• **Data to examine**
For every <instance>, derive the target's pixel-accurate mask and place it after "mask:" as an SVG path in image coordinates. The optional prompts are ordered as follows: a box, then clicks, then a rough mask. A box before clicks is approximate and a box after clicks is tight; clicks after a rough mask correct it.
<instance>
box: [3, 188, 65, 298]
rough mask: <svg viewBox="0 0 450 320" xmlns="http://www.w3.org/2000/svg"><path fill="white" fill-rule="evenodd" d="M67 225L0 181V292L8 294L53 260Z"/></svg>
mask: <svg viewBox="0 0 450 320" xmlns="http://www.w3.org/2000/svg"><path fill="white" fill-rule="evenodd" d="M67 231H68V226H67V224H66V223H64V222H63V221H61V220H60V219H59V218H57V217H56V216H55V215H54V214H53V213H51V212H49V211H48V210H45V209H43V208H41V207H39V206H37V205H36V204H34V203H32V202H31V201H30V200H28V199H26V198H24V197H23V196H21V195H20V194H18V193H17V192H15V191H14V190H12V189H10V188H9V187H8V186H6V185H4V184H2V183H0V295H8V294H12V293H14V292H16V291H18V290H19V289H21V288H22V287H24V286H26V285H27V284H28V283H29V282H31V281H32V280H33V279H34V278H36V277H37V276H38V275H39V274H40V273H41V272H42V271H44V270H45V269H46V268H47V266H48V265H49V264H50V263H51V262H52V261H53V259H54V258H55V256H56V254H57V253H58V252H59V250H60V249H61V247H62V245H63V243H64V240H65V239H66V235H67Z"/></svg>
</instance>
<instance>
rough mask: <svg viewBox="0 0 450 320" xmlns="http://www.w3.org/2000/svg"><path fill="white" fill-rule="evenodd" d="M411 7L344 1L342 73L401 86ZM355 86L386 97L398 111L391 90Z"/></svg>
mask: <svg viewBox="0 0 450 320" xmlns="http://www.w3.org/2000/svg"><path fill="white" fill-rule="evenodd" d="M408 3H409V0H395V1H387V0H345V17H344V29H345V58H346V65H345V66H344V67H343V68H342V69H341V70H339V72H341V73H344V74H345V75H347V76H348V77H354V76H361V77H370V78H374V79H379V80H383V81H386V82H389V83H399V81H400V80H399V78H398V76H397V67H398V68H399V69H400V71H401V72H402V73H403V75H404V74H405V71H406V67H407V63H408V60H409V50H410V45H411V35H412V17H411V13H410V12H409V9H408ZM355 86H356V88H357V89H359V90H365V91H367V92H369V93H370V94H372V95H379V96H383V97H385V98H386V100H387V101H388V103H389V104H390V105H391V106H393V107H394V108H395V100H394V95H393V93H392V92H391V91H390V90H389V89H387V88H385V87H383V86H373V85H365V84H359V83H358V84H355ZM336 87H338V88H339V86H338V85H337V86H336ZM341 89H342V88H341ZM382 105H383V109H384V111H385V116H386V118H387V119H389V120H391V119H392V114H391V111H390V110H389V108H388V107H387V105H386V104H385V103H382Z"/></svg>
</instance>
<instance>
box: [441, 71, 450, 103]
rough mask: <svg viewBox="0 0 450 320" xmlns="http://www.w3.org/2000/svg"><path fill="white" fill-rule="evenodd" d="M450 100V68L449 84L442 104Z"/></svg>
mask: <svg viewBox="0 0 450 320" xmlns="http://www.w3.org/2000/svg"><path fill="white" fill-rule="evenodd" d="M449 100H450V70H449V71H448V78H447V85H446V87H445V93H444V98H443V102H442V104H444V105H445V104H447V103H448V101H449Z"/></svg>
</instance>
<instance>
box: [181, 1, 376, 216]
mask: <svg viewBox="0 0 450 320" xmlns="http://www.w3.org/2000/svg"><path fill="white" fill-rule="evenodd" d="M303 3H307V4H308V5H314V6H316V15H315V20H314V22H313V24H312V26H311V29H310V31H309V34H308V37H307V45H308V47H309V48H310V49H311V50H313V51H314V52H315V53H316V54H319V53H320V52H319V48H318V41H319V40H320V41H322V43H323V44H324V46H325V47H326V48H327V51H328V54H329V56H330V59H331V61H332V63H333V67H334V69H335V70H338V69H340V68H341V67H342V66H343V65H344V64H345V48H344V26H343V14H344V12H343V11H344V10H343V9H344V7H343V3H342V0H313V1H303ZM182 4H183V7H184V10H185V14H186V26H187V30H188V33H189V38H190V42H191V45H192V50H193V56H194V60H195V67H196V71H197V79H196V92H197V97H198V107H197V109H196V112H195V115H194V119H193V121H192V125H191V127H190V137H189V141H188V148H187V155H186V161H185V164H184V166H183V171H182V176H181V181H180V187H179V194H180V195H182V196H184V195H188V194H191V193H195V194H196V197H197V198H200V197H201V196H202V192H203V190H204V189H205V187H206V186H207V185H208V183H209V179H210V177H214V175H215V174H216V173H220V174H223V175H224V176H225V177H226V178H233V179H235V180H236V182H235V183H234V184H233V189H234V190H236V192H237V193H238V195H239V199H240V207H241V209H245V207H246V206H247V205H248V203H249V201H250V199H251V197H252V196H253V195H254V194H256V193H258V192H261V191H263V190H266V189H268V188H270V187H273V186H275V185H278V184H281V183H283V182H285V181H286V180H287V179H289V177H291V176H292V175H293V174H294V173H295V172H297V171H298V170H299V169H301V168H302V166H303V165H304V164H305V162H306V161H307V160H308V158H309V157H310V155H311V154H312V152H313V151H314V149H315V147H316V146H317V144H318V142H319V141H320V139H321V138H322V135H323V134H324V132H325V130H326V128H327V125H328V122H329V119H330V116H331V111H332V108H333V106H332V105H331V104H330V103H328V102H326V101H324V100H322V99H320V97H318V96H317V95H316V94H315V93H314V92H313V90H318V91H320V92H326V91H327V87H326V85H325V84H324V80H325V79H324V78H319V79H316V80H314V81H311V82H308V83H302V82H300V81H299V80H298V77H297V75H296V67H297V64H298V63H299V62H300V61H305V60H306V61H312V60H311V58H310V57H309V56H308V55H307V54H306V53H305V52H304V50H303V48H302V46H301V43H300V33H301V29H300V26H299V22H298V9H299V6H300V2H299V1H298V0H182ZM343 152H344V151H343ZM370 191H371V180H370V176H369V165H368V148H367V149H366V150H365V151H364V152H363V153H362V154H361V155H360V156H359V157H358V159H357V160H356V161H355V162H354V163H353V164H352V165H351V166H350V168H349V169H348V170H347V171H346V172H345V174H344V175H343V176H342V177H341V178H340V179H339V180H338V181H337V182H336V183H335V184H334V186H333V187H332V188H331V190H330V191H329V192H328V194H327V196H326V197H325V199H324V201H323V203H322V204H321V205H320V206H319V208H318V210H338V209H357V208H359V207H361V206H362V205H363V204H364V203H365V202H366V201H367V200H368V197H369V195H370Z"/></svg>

• **Requirement**
This task calls for the material above to be duplicated verbatim.

• **Answer to the exercise**
For every <instance>, derive the target's pixel-accurate mask and place it after "mask:" as an SVG path in image coordinates. The optional prompts are ordered as follows: a box, then clicks, then a rough mask. A box before clicks is approximate and a box after clicks is tight; clicks after a rough mask correct it.
<instance>
box: [3, 188, 65, 298]
rough mask: <svg viewBox="0 0 450 320" xmlns="http://www.w3.org/2000/svg"><path fill="white" fill-rule="evenodd" d="M67 225L0 181V292L8 294L53 260Z"/></svg>
mask: <svg viewBox="0 0 450 320" xmlns="http://www.w3.org/2000/svg"><path fill="white" fill-rule="evenodd" d="M67 231H68V226H67V224H66V223H64V222H63V221H61V220H60V219H59V218H57V217H56V216H55V215H54V214H53V213H51V212H49V211H48V210H45V209H43V208H41V207H39V206H37V205H36V204H34V203H32V202H31V201H30V200H28V199H26V198H24V197H23V196H21V195H20V194H18V193H17V192H15V191H14V190H12V189H10V188H9V187H8V186H6V185H4V184H2V183H0V295H8V294H12V293H14V292H16V291H18V290H19V289H21V288H22V287H24V286H26V285H27V284H28V283H29V282H31V281H32V280H33V279H34V278H36V277H37V276H38V275H39V274H40V273H41V272H42V271H44V270H45V269H46V268H47V266H48V265H49V264H50V263H51V262H52V261H53V259H54V258H55V256H56V254H57V253H58V252H59V250H60V249H61V247H62V245H63V243H64V240H65V239H66V235H67Z"/></svg>
</instance>
<instance>
rough mask: <svg viewBox="0 0 450 320" xmlns="http://www.w3.org/2000/svg"><path fill="white" fill-rule="evenodd" d="M411 7L344 1L342 73L401 86ZM355 86L386 97L398 111L391 90Z"/></svg>
mask: <svg viewBox="0 0 450 320" xmlns="http://www.w3.org/2000/svg"><path fill="white" fill-rule="evenodd" d="M408 3H409V0H395V1H387V0H345V17H344V29H345V58H346V65H345V66H344V67H343V68H342V69H341V70H339V72H341V73H344V74H345V75H347V76H348V77H354V76H361V77H370V78H374V79H379V80H383V81H386V82H389V83H399V81H400V80H399V78H398V76H397V67H398V68H399V69H400V71H401V72H402V73H403V75H404V74H405V71H406V67H407V63H408V60H409V50H410V45H411V35H412V17H411V13H410V12H409V9H408ZM355 86H356V88H357V89H359V90H365V91H367V92H369V93H370V94H372V95H379V96H383V97H385V98H386V100H387V101H388V103H389V104H390V105H391V106H393V107H394V108H395V100H394V95H393V93H392V92H391V91H390V90H389V89H387V88H385V87H383V86H373V85H365V84H359V83H358V84H355ZM336 87H338V88H339V86H338V85H337V86H336ZM341 89H342V88H341ZM382 105H383V109H384V111H385V116H386V118H387V119H389V120H391V119H392V114H391V111H390V110H389V108H388V107H387V105H386V104H385V103H382Z"/></svg>
</instance>
<instance>
box: [441, 71, 450, 103]
rough mask: <svg viewBox="0 0 450 320" xmlns="http://www.w3.org/2000/svg"><path fill="white" fill-rule="evenodd" d="M450 100V68L449 84L442 104Z"/></svg>
mask: <svg viewBox="0 0 450 320" xmlns="http://www.w3.org/2000/svg"><path fill="white" fill-rule="evenodd" d="M449 100H450V70H449V71H448V78H447V85H446V87H445V93H444V98H443V102H442V104H444V105H445V104H447V103H448V101H449Z"/></svg>
</instance>
<instance>
box: [181, 1, 376, 216]
mask: <svg viewBox="0 0 450 320" xmlns="http://www.w3.org/2000/svg"><path fill="white" fill-rule="evenodd" d="M303 3H307V4H308V5H314V6H316V15H315V20H314V22H313V24H312V26H311V29H310V31H309V34H308V37H307V45H308V47H309V48H310V49H311V50H313V51H314V52H315V53H316V54H319V53H320V52H319V48H318V41H319V40H320V41H322V43H323V44H324V46H325V47H326V48H327V51H328V54H329V56H330V59H331V61H332V63H333V67H334V69H335V70H338V69H340V68H341V67H342V66H343V65H344V64H345V48H344V26H343V14H344V12H343V11H344V10H343V9H344V7H343V3H342V0H313V1H303ZM182 4H183V7H184V10H185V14H186V26H187V30H188V33H189V38H190V42H191V45H192V50H193V56H194V60H195V67H196V71H197V79H196V92H197V97H198V107H197V109H196V112H195V115H194V119H193V121H192V125H191V127H190V137H189V141H188V148H187V155H186V161H185V164H184V166H183V171H182V176H181V181H180V187H179V194H180V195H182V196H184V195H188V194H191V193H195V194H196V197H197V198H200V197H201V196H202V192H203V190H204V189H205V187H206V186H207V185H208V183H209V179H210V177H214V175H215V174H216V173H220V174H223V175H224V176H225V177H226V178H233V179H235V180H236V182H235V183H234V184H233V189H234V190H236V192H237V193H238V195H239V199H240V207H241V209H245V207H246V206H247V205H248V203H249V201H250V199H251V197H252V196H253V195H254V194H256V193H258V192H261V191H263V190H266V189H268V188H270V187H273V186H275V185H278V184H281V183H283V182H285V181H286V180H287V179H289V177H291V176H292V175H293V174H294V173H295V172H297V171H298V170H299V169H301V168H302V166H303V165H304V164H305V162H306V161H307V160H308V158H309V157H310V155H311V154H312V152H313V151H314V149H315V147H316V146H317V144H318V142H319V141H320V139H321V138H322V135H323V134H324V132H325V130H326V128H327V125H328V122H329V119H330V116H331V111H332V108H333V106H332V105H331V104H330V103H328V102H326V101H324V100H322V99H320V97H318V96H317V95H316V94H315V93H314V92H313V90H318V91H320V92H326V91H327V87H326V85H325V84H324V80H325V79H324V78H319V79H316V80H314V81H311V82H308V83H302V82H300V81H299V80H298V77H297V75H296V67H297V64H298V63H299V62H300V61H305V60H306V61H312V60H311V58H310V57H309V56H308V55H307V54H306V53H305V52H304V50H303V48H302V46H301V43H300V33H301V29H300V26H299V22H298V9H299V6H300V2H299V1H298V0H182ZM343 152H344V151H343ZM370 191H371V180H370V176H369V165H368V148H367V149H366V150H365V151H364V152H363V153H362V154H361V155H360V156H359V157H358V159H357V160H356V161H355V162H354V163H353V164H352V165H351V166H350V168H349V169H348V170H347V171H346V172H345V174H344V175H343V176H342V177H341V178H340V179H339V180H338V181H337V182H336V183H335V184H334V186H333V187H332V188H331V190H330V191H329V192H328V194H327V196H326V197H325V199H324V201H323V203H322V204H321V205H320V206H319V208H318V210H338V209H357V208H359V207H361V206H362V205H363V204H364V203H365V202H366V201H367V200H368V197H369V195H370Z"/></svg>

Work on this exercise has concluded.